# Supplied data:

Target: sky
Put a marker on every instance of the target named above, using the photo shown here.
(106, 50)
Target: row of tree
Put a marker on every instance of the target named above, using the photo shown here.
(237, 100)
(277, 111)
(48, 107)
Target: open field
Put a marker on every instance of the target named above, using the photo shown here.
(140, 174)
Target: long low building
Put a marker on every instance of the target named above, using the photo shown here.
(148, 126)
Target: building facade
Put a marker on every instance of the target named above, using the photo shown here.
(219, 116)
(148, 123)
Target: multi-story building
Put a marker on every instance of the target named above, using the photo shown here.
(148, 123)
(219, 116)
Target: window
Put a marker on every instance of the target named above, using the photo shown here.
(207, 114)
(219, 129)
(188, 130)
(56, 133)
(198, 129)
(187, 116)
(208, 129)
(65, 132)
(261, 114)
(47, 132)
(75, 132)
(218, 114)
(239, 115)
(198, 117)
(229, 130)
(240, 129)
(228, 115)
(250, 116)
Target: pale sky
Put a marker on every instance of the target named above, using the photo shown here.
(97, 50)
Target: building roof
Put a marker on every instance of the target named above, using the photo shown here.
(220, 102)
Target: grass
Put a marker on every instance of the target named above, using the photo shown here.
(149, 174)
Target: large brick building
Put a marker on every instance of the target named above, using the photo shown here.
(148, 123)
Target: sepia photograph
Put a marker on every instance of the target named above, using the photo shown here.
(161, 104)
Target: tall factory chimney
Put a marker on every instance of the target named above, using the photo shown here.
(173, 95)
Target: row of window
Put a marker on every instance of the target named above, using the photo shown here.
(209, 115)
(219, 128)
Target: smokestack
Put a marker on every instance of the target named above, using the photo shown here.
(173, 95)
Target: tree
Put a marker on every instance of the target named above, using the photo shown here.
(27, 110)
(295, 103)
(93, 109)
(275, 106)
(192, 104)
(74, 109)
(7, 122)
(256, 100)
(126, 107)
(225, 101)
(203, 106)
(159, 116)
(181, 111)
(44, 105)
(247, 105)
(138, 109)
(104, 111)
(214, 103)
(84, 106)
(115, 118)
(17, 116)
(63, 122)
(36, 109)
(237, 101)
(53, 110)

# Work to be completed:
A complete, exact repeat of the records is the required answer.

# Answer to this problem:
Target: sky
Put a marker on every instance of the target named above, using the photo shown here.
(106, 50)
Target: row of tree
Put a marker on every instance of the target named above, using the photo shown here.
(237, 100)
(277, 111)
(48, 107)
Target: open field
Put a marker on every instance of the target named above, using the photo shown here.
(140, 174)
Target: long low building
Put a marker on every instance of the target named above, using the photo shown here.
(148, 126)
Target: building facade
Put a marker on every instance of the target named above, using the photo shown here.
(219, 116)
(148, 123)
Target: multi-story building
Put a marker on every instance of the target named above, using the photo shown here.
(148, 123)
(219, 116)
Target: window
Put a marker on every instance of the target named above, using the photo shown here.
(207, 114)
(219, 129)
(188, 130)
(56, 133)
(198, 129)
(187, 116)
(208, 129)
(65, 132)
(261, 114)
(47, 132)
(75, 132)
(218, 114)
(239, 115)
(198, 117)
(229, 130)
(240, 129)
(228, 115)
(250, 116)
Target: pale sky
Put a marker on every instance of the target named above, using the photo shown here.
(97, 50)
Target: building roof
Put a marker on every instance of the target named above, using the photo shown here.
(220, 102)
Target: grass
Put a marker on every instance of the target named above, using the photo shown here.
(149, 174)
Target: large brick building
Put a marker on every instance of the target named above, using the photo shown here.
(148, 123)
Target: sepia photograph
Put a marker on every instance of the target named above, using the photo shown here.
(161, 104)
Target: tall factory chimney
Put a marker on every instance of the target named above, using the photo shown here.
(173, 95)
Target: row of window
Put a marker on every instance of the target named above, using the photo shown here.
(209, 115)
(219, 128)
Target: smokestack
Put a marker on every instance of the target named above, using the photo shown here.
(173, 95)
Target: tree
Put a marker on every instance of the target named above, using the photo shown here.
(27, 110)
(295, 103)
(93, 109)
(275, 106)
(192, 104)
(74, 109)
(7, 122)
(256, 100)
(126, 107)
(225, 101)
(203, 106)
(159, 116)
(181, 111)
(44, 105)
(247, 105)
(138, 109)
(104, 111)
(214, 103)
(84, 106)
(115, 118)
(17, 116)
(63, 122)
(36, 109)
(237, 101)
(53, 110)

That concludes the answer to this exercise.